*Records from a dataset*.
+-------+
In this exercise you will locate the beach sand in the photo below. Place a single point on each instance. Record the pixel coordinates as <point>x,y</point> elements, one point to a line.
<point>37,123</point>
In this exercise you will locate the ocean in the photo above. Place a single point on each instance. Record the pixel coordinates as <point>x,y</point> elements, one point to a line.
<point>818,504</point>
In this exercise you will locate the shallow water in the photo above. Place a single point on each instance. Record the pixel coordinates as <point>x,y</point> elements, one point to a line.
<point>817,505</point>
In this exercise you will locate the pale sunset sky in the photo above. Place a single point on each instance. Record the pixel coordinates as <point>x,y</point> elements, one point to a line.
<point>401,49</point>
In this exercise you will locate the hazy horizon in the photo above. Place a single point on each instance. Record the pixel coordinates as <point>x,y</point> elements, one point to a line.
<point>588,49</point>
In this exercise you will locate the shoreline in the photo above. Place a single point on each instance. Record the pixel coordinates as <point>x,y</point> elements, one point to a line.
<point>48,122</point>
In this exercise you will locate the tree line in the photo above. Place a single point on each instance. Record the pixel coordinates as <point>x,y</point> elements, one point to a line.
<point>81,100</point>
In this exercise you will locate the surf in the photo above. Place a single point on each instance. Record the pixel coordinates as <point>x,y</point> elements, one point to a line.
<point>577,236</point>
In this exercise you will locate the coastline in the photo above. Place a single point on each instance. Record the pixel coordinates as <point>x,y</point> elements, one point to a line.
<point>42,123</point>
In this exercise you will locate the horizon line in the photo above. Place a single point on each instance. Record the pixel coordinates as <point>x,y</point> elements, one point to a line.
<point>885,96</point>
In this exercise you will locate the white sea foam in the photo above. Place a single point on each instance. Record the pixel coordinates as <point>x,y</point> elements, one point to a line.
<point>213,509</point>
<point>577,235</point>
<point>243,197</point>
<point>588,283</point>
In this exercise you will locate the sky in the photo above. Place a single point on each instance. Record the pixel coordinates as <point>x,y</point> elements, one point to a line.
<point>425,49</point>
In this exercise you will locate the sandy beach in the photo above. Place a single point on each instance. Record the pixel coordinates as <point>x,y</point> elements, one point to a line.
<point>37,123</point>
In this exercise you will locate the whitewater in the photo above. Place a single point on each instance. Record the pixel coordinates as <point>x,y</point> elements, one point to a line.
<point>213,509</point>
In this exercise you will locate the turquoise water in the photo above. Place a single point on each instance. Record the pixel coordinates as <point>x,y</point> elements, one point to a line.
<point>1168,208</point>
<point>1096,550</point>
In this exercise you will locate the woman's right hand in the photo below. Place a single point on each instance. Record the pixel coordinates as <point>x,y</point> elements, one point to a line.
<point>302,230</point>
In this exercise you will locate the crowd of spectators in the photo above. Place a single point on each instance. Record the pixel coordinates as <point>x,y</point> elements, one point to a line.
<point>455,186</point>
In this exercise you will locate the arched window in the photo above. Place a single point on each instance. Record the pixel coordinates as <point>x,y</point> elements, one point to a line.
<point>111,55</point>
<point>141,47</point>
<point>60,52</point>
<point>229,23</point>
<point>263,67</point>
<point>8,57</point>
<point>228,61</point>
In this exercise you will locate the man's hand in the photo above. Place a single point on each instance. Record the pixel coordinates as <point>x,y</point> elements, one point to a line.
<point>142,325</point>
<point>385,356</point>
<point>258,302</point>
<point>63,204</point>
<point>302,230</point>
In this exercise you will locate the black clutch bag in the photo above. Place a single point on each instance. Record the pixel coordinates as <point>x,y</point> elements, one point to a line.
+-------+
Copy out every line of the data between the lines holding "In this exercise you will locate the white sea" and "<point>425,49</point>", inclusive, keeping the requests as they are. In the answers, add 60 to each coordinate.

*Answer in full*.
In this exercise you will locate the white sea foam in the photo above. Place a single point on each instance. Record the pixel coordinates as <point>x,y</point> elements, one point to a line.
<point>273,569</point>
<point>637,295</point>
<point>303,257</point>
<point>648,343</point>
In this exercise you will locate the sky in the photo above. Place a single point on each instance. Record the pixel coordinates as <point>x,y</point> elements, one point to a line.
<point>485,109</point>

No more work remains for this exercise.